Start DATA FOR THIS EXERCISE

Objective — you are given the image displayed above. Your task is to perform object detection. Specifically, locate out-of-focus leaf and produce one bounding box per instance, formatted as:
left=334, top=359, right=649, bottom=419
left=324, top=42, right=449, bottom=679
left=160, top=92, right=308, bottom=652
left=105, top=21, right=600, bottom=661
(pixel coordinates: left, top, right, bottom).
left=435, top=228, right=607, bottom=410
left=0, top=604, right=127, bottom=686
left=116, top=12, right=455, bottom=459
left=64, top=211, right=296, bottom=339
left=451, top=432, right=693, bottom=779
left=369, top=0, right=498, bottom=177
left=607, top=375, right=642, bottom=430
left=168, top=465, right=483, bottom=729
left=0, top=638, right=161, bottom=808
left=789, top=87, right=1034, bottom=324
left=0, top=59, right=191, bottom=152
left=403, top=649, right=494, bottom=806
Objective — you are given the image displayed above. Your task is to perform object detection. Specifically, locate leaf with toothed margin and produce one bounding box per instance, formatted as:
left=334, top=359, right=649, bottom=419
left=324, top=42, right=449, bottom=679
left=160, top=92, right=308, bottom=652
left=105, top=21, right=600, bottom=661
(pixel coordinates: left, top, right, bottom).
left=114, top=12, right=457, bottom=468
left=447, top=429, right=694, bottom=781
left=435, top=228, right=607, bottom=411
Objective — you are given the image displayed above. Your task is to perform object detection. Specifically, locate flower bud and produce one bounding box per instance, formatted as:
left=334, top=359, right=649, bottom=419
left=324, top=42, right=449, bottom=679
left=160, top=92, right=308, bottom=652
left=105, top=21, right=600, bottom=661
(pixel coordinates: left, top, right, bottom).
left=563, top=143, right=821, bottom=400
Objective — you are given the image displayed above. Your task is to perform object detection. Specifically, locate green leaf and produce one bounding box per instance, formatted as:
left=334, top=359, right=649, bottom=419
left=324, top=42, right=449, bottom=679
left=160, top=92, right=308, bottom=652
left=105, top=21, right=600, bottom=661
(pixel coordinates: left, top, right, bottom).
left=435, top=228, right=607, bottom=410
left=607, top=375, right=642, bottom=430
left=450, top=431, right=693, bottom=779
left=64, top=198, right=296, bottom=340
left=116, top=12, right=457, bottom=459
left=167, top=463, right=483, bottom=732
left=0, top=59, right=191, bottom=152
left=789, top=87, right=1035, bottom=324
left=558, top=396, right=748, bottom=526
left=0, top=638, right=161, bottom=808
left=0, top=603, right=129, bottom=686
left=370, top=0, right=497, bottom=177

End DATA FOR THIS EXERCISE

→ THE TASK:
Can you write out as a numbered list the lines starting at the one that contains "Specifically, locate flower" and ending at the one that contains "left=563, top=143, right=821, bottom=400", with both of those included and blank lines omitted?

→ EXERCISE RESULT:
1. Objective — you are given the image displayed above. Your task is to perform object detection. Specifically, locate flower bud and produce one bounding box per instance, formatted as:
2. left=334, top=359, right=649, bottom=419
3. left=324, top=42, right=449, bottom=679
4. left=160, top=92, right=308, bottom=652
5. left=105, top=21, right=600, bottom=661
6. (pixel coordinates: left, top, right, bottom).
7. left=563, top=143, right=821, bottom=400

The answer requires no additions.